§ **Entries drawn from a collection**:
>> Begin

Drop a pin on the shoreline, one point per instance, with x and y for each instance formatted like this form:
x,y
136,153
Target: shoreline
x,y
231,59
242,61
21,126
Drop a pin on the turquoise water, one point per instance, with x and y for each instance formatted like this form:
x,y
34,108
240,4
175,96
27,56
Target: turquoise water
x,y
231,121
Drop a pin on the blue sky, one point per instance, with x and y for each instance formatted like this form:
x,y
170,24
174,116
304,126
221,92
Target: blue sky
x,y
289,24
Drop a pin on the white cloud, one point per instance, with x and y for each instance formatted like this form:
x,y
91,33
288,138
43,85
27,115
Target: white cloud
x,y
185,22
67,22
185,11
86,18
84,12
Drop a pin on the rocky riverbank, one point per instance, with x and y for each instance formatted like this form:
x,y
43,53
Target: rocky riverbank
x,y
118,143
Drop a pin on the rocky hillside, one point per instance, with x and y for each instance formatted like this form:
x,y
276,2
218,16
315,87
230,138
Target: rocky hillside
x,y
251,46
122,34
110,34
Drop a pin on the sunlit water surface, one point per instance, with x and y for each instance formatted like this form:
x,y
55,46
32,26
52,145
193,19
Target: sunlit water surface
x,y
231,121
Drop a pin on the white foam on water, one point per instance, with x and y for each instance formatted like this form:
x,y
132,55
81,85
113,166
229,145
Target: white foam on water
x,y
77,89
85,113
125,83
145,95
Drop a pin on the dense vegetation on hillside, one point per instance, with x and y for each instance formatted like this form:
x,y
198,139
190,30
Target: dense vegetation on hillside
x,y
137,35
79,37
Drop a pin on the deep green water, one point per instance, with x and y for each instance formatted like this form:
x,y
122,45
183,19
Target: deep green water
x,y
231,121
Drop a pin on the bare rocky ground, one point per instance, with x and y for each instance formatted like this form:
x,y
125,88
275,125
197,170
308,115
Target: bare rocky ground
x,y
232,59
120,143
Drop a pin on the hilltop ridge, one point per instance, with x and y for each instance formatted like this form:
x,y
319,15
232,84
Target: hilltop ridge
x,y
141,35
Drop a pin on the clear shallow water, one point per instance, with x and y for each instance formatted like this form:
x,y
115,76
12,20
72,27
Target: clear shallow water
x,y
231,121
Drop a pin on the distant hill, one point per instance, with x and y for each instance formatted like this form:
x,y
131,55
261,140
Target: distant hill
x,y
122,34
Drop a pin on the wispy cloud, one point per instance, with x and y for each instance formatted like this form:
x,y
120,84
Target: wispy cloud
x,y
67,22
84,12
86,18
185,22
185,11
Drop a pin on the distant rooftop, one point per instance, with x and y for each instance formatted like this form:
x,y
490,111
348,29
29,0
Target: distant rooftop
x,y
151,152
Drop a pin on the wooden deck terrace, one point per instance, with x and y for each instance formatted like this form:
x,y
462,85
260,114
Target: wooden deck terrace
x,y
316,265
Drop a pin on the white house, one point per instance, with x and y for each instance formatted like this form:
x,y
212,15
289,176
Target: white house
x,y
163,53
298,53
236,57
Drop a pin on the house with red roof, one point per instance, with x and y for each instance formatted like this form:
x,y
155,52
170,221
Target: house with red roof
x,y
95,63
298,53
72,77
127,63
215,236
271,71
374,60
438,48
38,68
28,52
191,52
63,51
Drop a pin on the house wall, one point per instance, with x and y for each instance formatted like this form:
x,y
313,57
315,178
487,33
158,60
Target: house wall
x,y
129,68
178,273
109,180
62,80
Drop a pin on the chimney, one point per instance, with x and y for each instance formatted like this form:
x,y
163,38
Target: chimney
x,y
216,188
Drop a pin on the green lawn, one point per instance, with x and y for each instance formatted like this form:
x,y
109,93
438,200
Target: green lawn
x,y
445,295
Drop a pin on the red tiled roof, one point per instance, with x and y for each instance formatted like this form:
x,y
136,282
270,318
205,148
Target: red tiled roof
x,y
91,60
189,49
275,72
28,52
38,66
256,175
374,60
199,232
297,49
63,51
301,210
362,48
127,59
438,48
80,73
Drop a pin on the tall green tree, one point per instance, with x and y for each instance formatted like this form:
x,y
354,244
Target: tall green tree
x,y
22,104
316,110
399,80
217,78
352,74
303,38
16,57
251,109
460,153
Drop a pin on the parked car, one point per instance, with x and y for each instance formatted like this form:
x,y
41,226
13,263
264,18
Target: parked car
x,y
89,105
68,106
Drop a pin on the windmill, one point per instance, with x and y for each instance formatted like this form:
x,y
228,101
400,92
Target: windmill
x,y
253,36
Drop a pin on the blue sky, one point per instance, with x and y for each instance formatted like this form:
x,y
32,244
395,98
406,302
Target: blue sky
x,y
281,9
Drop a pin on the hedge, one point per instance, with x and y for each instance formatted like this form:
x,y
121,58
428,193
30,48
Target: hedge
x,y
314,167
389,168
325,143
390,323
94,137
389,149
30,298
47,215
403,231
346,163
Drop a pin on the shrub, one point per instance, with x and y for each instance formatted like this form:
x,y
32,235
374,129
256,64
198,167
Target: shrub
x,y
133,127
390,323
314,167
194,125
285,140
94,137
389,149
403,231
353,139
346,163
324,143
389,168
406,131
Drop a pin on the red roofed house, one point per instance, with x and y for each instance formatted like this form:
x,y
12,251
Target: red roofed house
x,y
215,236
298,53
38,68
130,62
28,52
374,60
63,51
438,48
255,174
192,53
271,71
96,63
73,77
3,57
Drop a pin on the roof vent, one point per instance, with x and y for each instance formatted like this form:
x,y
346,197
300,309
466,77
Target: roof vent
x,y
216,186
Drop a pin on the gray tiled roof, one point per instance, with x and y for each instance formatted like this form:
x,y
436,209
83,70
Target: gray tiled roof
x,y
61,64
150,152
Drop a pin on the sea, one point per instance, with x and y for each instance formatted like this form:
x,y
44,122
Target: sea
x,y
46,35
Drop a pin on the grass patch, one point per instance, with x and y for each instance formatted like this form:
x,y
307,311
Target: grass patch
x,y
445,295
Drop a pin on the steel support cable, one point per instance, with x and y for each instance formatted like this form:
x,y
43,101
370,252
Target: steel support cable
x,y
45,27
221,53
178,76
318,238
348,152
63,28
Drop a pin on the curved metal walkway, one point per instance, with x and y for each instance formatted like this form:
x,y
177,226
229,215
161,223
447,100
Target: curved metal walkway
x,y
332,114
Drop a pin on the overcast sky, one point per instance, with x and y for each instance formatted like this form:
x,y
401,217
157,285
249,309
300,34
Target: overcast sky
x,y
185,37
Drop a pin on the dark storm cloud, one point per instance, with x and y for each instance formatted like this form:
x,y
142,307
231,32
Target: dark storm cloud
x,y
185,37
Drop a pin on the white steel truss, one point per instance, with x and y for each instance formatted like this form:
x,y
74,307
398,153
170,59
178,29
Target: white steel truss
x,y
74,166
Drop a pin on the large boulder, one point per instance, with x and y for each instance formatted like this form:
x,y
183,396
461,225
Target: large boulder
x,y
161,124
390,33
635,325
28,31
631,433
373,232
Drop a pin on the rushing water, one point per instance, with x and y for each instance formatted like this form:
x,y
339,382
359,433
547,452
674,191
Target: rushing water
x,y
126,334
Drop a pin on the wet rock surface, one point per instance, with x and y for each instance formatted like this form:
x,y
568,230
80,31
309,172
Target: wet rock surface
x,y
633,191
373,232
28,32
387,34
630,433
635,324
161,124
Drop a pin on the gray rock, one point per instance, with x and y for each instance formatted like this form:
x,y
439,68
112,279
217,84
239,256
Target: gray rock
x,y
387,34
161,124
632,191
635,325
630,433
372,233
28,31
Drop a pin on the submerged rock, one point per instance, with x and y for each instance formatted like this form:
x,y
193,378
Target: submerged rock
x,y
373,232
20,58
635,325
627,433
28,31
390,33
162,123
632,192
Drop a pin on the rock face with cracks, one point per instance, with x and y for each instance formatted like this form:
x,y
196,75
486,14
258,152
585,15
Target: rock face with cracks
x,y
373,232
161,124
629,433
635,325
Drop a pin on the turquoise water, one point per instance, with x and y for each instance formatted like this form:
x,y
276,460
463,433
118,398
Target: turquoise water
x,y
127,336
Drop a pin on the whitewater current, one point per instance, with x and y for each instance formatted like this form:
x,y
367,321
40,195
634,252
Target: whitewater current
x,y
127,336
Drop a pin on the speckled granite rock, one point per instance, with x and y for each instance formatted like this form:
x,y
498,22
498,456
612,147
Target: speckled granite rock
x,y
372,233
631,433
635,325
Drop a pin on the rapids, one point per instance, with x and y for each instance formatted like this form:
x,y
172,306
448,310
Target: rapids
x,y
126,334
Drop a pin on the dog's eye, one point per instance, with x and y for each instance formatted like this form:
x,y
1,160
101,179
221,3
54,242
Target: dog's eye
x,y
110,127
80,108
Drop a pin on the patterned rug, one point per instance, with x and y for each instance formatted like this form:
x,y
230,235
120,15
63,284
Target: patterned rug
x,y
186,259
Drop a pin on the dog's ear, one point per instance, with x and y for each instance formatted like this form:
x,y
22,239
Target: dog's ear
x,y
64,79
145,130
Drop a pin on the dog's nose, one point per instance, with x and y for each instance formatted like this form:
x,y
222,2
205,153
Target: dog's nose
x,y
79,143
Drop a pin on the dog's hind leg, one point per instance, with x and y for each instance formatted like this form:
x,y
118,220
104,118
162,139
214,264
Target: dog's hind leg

>> End

§ **EXERCISE REQUIREMENTS**:
Edit the rows starting at the line containing "Drop a pin on the patterned" and ending at the last row, replacing "Drop a pin" with "Place a marker" each time it appears. Leave all other text unchanged.

§ **REPLY**:
Place a marker on the patterned rug, one point per instance, with x and y for each instance formatted like this form:
x,y
230,235
120,15
63,284
Target: patterned rug
x,y
186,259
Place a marker on the dog's ear, one point per instance, with x and y for each instance formatted like this form:
x,y
22,239
Target: dog's ear
x,y
64,79
145,130
Place a marker on the dog's nose, one point per instance, with x and y for each instance formatted like this form:
x,y
222,2
205,153
Target: dog's nose
x,y
79,143
Place a marker on the dog's hind leg, one point per instance, with x and y for each instance formatted like this form:
x,y
118,220
104,118
162,139
214,264
Target: dog's hind leg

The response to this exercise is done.